*** Task inputs ***

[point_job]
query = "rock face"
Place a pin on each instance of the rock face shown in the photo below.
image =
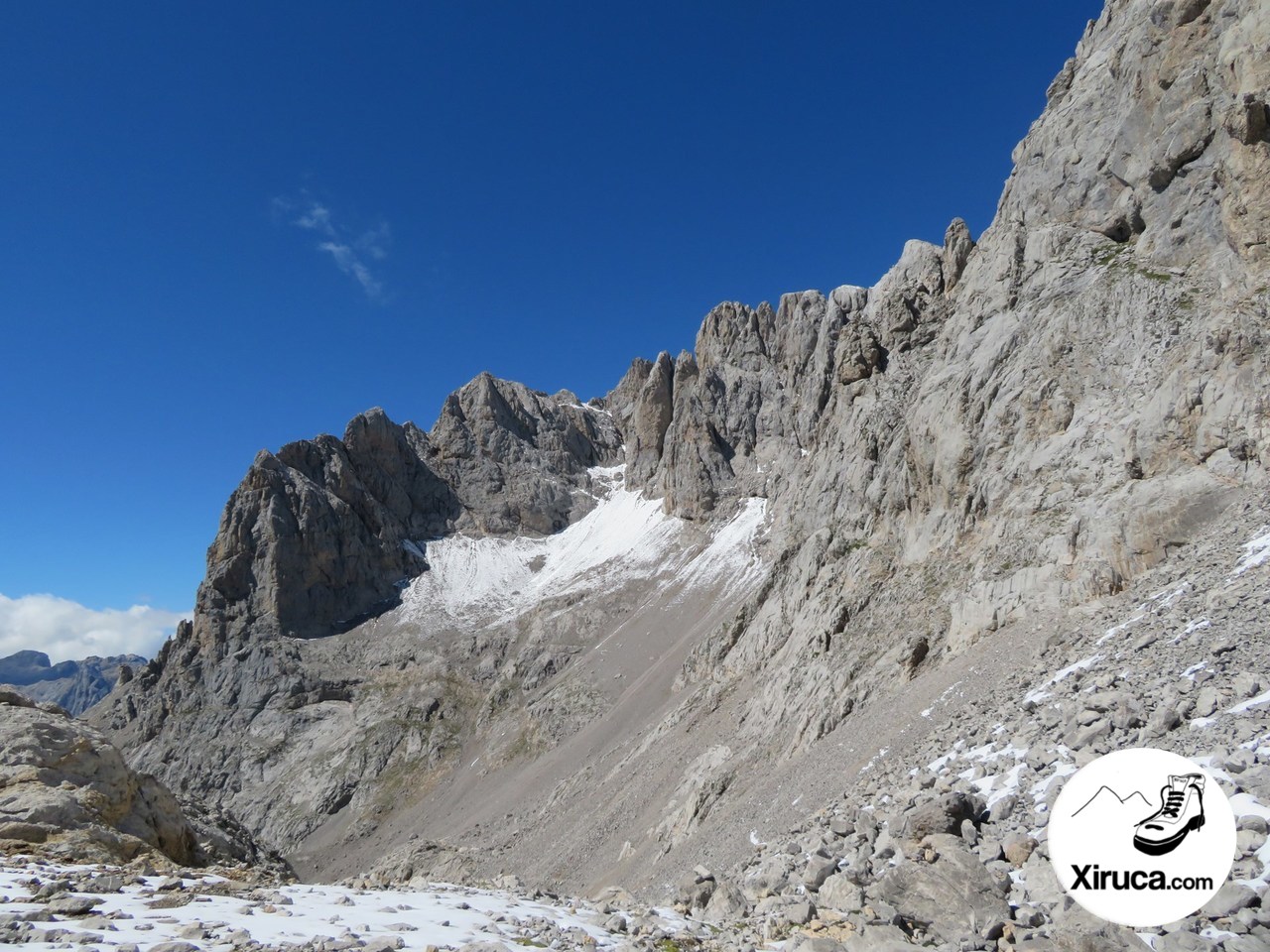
(75, 685)
(322, 534)
(833, 509)
(64, 789)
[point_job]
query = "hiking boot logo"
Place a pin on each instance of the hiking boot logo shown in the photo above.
(1182, 810)
(1133, 857)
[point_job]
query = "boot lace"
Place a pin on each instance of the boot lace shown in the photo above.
(1174, 802)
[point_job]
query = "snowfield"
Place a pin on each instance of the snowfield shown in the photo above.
(212, 911)
(624, 537)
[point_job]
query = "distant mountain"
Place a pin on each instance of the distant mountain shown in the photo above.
(76, 685)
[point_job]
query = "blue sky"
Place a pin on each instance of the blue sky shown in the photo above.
(226, 226)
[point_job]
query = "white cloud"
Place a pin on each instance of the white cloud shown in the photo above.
(348, 262)
(66, 630)
(348, 249)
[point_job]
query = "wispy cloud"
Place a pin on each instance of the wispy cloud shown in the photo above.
(66, 630)
(348, 249)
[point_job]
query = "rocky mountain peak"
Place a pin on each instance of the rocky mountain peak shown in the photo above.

*** End of Task inputs ***

* What you need to do:
Scan the material above for the string "peak", returning each line that contains it.

* Reply to the exercise:
query = "rocky mountain peak"
Place a pin on each instance of the rocky mountain peak shown in the photo above.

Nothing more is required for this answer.